Another reason to consider eating insects is that they thrive on organic matter and require much less food than livestock. According to the Food and Agriculture Organization (FAO), insects consume just two pounds of food to produce one pound of meat. This contrasts starkly with cattle, which have to consume at least eight pounds of food to produce one pound of meat. While the conversation about eating bugs might not be an easy one, the merits outweigh the discomfort. The U.N. is now calling on meat processing firms to start considering bugs for burgers. Bug meat could easily be used in most processed foods without consumers noticing the difference.
Why cicadas and why now?
Cicada re-emergence has spurred the conversation about eating them. According to an NPR publication, millions of cicadas are expected to emerge from the ground this year. In most parts of the United States, over 1.5 million cicadas per acre are expected to emerge. Regions that can expect a high influx of cicadas include southwestern Virginia, North Carolina and West Virginia. The cicadas that will be emerging belong to a special brood that only shows up once every 17 years.

:: WRITTEN TASK A ::
Pick out each line of the entries that contains the string "lime", treating uppercase and lowercase letters as different.
The text about eating insects and the entries have nothing to do with each other.

(A data block)
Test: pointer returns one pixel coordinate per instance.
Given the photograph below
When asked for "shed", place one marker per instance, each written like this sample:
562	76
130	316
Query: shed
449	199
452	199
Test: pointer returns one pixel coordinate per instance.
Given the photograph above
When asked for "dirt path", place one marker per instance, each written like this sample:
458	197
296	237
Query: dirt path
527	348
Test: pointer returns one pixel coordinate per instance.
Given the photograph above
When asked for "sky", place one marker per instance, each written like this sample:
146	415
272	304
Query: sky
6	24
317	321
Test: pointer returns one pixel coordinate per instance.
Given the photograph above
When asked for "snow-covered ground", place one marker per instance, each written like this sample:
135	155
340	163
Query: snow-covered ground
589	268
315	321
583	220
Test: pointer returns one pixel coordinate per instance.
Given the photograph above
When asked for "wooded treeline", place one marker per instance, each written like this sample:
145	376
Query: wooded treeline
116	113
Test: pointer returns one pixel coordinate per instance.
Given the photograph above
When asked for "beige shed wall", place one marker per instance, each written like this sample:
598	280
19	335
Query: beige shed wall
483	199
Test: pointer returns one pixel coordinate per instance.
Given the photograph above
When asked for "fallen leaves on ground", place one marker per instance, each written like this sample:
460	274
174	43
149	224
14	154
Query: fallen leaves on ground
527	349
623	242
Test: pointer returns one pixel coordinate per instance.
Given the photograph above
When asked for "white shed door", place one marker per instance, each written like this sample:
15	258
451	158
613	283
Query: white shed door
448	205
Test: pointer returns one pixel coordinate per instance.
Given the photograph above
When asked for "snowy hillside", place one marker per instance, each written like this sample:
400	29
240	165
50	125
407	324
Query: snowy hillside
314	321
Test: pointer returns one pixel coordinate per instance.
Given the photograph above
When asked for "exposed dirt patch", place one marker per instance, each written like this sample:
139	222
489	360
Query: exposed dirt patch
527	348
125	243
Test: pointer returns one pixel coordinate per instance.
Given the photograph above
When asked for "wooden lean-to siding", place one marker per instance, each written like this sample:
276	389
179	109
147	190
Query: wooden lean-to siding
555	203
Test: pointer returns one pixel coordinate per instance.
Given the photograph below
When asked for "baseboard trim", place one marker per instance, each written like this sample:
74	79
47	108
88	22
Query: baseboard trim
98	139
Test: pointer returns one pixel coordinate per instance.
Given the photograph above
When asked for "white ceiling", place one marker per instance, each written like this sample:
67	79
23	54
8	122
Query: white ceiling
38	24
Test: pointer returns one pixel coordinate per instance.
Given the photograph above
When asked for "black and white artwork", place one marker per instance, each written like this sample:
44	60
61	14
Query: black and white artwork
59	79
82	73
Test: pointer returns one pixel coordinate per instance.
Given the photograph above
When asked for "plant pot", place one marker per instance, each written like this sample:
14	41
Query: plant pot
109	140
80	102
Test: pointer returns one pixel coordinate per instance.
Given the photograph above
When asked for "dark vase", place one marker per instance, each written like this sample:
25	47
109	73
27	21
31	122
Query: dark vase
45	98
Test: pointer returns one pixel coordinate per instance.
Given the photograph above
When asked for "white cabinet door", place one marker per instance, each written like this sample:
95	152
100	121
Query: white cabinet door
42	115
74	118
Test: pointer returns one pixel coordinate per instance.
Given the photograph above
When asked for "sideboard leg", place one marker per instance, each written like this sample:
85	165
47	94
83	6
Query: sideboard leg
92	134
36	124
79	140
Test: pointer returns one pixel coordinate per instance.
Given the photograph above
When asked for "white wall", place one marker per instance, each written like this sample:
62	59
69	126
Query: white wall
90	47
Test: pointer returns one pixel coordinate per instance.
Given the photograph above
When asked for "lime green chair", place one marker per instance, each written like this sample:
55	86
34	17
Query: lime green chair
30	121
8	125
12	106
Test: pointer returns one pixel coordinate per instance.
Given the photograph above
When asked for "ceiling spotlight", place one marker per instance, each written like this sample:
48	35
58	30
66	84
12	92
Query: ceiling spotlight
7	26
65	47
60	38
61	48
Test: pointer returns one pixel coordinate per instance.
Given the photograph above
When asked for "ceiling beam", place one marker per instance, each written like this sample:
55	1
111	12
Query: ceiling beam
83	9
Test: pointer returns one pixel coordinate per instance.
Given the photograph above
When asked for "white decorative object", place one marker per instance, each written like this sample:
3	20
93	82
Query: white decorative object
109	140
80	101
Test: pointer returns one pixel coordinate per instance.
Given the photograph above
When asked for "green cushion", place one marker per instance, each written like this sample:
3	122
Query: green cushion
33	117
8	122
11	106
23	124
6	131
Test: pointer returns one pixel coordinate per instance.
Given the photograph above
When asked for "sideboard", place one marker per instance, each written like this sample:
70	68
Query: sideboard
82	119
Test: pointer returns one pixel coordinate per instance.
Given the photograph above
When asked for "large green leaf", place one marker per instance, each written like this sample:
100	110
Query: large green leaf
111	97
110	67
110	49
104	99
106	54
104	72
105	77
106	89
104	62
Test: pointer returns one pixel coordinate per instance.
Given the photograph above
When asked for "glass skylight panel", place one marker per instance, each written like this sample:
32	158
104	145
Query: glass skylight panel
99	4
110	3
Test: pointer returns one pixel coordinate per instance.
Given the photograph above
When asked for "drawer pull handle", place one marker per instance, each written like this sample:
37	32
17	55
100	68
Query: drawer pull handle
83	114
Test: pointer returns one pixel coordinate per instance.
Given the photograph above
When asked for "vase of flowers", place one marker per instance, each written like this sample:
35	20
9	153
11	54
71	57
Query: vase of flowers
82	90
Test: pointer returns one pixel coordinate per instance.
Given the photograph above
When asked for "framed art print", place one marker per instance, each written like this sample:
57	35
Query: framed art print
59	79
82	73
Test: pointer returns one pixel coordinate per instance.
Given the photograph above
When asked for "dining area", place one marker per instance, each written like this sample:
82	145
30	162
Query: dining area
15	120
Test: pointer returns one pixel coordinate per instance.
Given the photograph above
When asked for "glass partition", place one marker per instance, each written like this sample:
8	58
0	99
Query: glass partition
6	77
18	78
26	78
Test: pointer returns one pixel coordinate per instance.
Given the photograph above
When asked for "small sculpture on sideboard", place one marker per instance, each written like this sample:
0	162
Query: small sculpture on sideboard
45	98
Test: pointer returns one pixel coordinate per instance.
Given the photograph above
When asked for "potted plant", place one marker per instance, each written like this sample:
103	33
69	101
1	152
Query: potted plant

:: WRITTEN TASK B ::
Go on with the text about eating insects and cicadas, starting right after its last sentence.

:: TASK OUTPUT A ::
When asked for "lime green chair", place one marker per instance, each written like this sample:
Query: lime green chair

:: TASK OUTPUT B ::
While cicadas are not harmful to humans and do not bite, they present a different challenge. Cicadas chirp — a lot. This presents a noise problem, considering that over 1.5 million of these insects could emerge from an acre of land. According to Eric Day of Virginia Tech Department of Entomology, the biggest concern that the people of Virginia should worry about is managing the noise. Once the insects set in, they will be busy day and night, and they are likely to cause excessive noise.
This year’s cicadas come with more vigor than most annual cicadas. This special brood only appears once every 13 to 17 years. They last appeared in 2003 in parts of the eastern U.S. If you live in regions that are prone to cicadas, you can learn about their mapping by looking at this cicada mapping site.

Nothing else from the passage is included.